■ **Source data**

_ _ _ _ _

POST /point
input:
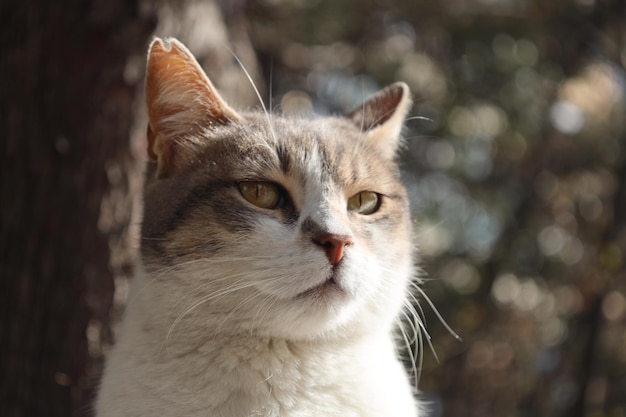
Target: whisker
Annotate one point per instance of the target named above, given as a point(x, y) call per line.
point(258, 94)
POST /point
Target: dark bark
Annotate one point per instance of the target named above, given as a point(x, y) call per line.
point(65, 114)
point(72, 138)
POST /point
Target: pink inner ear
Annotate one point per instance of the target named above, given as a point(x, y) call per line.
point(180, 99)
point(378, 109)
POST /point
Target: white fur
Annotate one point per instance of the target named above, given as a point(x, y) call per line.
point(224, 337)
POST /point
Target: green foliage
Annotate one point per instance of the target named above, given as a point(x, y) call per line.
point(515, 164)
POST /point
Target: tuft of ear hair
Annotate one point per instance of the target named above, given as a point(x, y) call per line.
point(382, 116)
point(181, 101)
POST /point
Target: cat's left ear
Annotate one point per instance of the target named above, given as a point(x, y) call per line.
point(382, 116)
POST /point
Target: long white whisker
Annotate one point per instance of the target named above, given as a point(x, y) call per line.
point(258, 94)
point(437, 314)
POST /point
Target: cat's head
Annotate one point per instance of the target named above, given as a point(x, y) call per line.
point(282, 227)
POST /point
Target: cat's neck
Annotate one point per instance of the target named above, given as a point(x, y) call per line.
point(266, 375)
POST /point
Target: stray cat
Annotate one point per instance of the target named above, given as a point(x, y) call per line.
point(276, 257)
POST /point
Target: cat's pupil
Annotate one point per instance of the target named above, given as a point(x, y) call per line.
point(365, 202)
point(263, 194)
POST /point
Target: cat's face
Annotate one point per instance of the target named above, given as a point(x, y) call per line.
point(289, 228)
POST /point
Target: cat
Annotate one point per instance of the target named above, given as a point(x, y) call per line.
point(276, 259)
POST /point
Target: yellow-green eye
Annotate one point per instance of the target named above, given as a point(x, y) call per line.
point(365, 202)
point(262, 194)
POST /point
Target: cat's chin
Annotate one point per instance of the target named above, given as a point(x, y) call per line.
point(328, 288)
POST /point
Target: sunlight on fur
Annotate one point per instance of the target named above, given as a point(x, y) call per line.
point(296, 305)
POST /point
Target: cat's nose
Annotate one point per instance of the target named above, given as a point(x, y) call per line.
point(333, 244)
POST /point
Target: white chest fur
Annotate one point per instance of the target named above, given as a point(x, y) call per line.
point(237, 377)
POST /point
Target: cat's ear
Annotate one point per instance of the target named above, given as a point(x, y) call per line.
point(181, 102)
point(382, 116)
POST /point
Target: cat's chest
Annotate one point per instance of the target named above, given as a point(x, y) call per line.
point(287, 381)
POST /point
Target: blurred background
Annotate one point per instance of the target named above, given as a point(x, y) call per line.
point(514, 159)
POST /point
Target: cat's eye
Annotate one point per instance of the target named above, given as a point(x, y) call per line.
point(263, 194)
point(365, 202)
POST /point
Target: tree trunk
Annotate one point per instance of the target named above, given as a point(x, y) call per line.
point(72, 133)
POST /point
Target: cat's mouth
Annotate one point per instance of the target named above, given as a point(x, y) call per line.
point(329, 287)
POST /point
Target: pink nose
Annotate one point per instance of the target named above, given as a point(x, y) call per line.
point(333, 245)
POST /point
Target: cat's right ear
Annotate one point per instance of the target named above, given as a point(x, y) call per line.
point(181, 102)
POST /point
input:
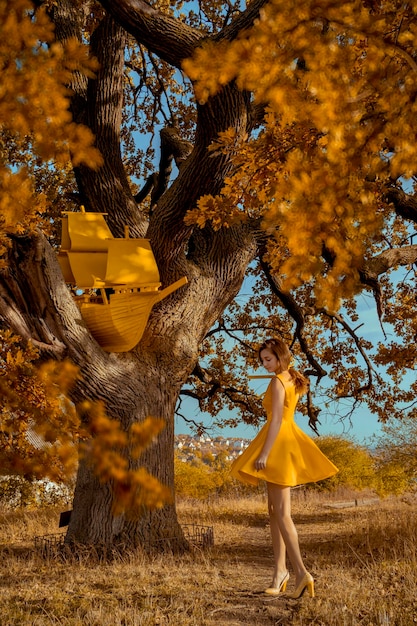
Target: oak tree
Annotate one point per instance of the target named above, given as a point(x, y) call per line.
point(285, 137)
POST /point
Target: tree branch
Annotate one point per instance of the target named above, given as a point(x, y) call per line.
point(166, 36)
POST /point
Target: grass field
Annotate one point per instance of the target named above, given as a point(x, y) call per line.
point(363, 558)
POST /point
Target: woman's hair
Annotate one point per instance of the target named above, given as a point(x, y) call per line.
point(284, 356)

_ _ _ _ _

■ **DIRECTION**
Reproduce every entry word for word, but omit the pictures.

■ **FINISHED EXERCISE**
POST /point
input:
Target: whisker
Annotate one point per instance of the target named above, given as a point(x, y) call per line.
point(258, 94)
POST /point
Target: dark bark
Annotate one point per instance of the target named above, given as a point(x, y) call per line.
point(65, 114)
point(72, 138)
POST /point
Target: pink inner ear
Annotate one point per instance of the target named above, given as a point(x, y) call per line.
point(180, 99)
point(378, 109)
POST /point
Target: white fur
Annotate one point per instance of the target named above, given as a point(x, y) call per line.
point(224, 337)
POST /point
Target: green foliage
Annotate one point per instance of the target named above, given as a point(x, y) call per line.
point(515, 164)
POST /point
Target: tuft of ear hair
Annotate one point per instance of the target named above, given as a point(x, y) call per line.
point(382, 116)
point(181, 101)
POST /point
Target: cat's left ear
Annotate one point per instance of the target named above, given as a point(x, y) call per line.
point(382, 116)
POST /point
Target: long white whisker
Annotate one point per instance of the target named above, given as a point(x, y) call per line.
point(258, 94)
point(437, 314)
POST /point
Target: cat's head
Annotate one point per instance of the target named above, given as a point(x, y) call per line.
point(282, 227)
POST /point
Target: cat's neck
Annotate one point per instance of the target named above, given as a point(x, y) call per line.
point(266, 375)
POST /point
Target: stray cat
Annotate one point per instance of the target named above, given as a point(x, y) call per line.
point(276, 257)
POST /point
Target: cat's pupil
Annotate one point per instance of the target named above, given as a point(x, y) call per line.
point(365, 202)
point(263, 194)
POST /point
Target: cat's face
Annotate one point per instance of the target named above, given as a point(x, y) call per line.
point(289, 228)
POST /point
Target: cat
Annotate one point per instance of the target named above, given as a point(x, y) call per line.
point(276, 259)
POST /point
Target: yellow-green eye
Annotate one point per instance of the target named above, given as a point(x, y) call per line.
point(365, 202)
point(262, 194)
POST /point
Target: cat's chin
Annotate one point per instance of the target named above, given as a point(x, y) call per line.
point(328, 288)
POST /point
Target: sunlight on fur
Annotate one point per instance of the target named above, given as a point(x, y) call per line.
point(296, 305)
POST /point
Target: cat's nose
Annotate one point per instance of the target named above, given as a point(x, y) call per line.
point(333, 244)
POST /point
Target: white chest fur
Annotate one point per instance of the target named above, given as a point(x, y) call per line.
point(237, 377)
POST /point
Target: cat's ear
Annotate one point per instance of the target named above, given as a point(x, y) call per line.
point(181, 102)
point(382, 116)
POST /point
Target: cat's chest
Annotate one point per instance of the target named above, given as a point(x, y) call per line.
point(287, 381)
POST /point
Target: blurred background
Annotate one point per instance of the target named above, given as a point(x, y) call per line.
point(514, 159)
POST /point
Target: cat's eye
Annotate one point per instance of the target named above, given as a point(x, y) call per line.
point(263, 194)
point(365, 202)
POST /point
Target: tree trunk
Annotate one point per instance of the target named above, given as a point(x, y) call per line.
point(72, 133)
POST /point
Target: cat's mouth
Annotate one point per instance of the target named above, given as a point(x, y) call per line.
point(329, 287)
POST /point
Target: pink nose
Annotate one point per instance of the target named above, given as a point(x, y) call per line.
point(333, 245)
POST /point
Target: cat's right ear
Annotate one point per instance of the target named above, given as a point(x, y) call per line.
point(181, 102)
POST /point
input:
Target: oak tree
Annotate one point per instance of the target named above, given as a point(x, y) call per line.
point(285, 137)
POST /point
Target: tree branch
Annotate one point per instance of the target named above, given as a point(x, y) call per line.
point(166, 36)
POST /point
Target: grass field
Annotate one point per instance of the target named above, given as a point(x, y) call per line.
point(363, 558)
POST /point
Target: woman's hair
Annotate one point per instance of the target named above, given as a point(x, y) call per line.
point(284, 356)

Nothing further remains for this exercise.